WHAT IS NEEDED: The data must be written out once more, precisely as given.

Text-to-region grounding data
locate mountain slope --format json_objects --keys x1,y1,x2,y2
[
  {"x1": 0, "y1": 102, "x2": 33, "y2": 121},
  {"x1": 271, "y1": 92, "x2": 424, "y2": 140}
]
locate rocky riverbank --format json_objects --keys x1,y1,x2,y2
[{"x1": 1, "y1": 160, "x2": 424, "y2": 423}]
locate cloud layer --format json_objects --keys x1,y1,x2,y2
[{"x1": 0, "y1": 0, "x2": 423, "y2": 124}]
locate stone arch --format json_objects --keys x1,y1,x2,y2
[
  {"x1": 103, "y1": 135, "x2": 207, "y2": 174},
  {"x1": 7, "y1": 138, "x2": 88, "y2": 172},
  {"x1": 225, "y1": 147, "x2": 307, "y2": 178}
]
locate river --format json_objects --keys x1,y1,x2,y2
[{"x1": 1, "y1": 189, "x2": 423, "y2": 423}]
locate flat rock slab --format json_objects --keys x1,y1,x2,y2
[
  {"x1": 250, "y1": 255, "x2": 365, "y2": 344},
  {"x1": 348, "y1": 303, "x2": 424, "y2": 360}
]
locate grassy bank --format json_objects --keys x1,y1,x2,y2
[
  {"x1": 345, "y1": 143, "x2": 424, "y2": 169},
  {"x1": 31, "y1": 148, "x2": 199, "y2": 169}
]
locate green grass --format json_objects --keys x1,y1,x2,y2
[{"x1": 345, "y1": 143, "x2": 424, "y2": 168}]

THE COMPLETED TASK:
locate mountain slope --format json_objects --keys x1,y1,x2,y2
[
  {"x1": 0, "y1": 102, "x2": 33, "y2": 121},
  {"x1": 271, "y1": 92, "x2": 424, "y2": 140}
]
locate rocky riverbank --format json_objects --keys x1,y1,x2,y2
[{"x1": 1, "y1": 160, "x2": 424, "y2": 423}]
locate cloud layer --format json_objects --keys x1,y1,x2,y2
[{"x1": 0, "y1": 0, "x2": 423, "y2": 124}]
locate stone arch --format json_objects --keys x1,y1,x2,y2
[
  {"x1": 103, "y1": 135, "x2": 207, "y2": 174},
  {"x1": 7, "y1": 138, "x2": 88, "y2": 172},
  {"x1": 225, "y1": 147, "x2": 307, "y2": 178}
]
locate river --format json_objects --keys x1,y1,x2,y2
[{"x1": 1, "y1": 189, "x2": 423, "y2": 423}]
locate flat rock slab --format json_objects --keys x1,y1,x2,y2
[
  {"x1": 250, "y1": 255, "x2": 365, "y2": 344},
  {"x1": 348, "y1": 303, "x2": 424, "y2": 360}
]
locate grassy bank --format json_objects --keys x1,y1,x2,y2
[
  {"x1": 345, "y1": 143, "x2": 424, "y2": 169},
  {"x1": 31, "y1": 148, "x2": 199, "y2": 169}
]
locate green grass --format json_objects --keys x1,y1,x2,y2
[{"x1": 345, "y1": 143, "x2": 424, "y2": 168}]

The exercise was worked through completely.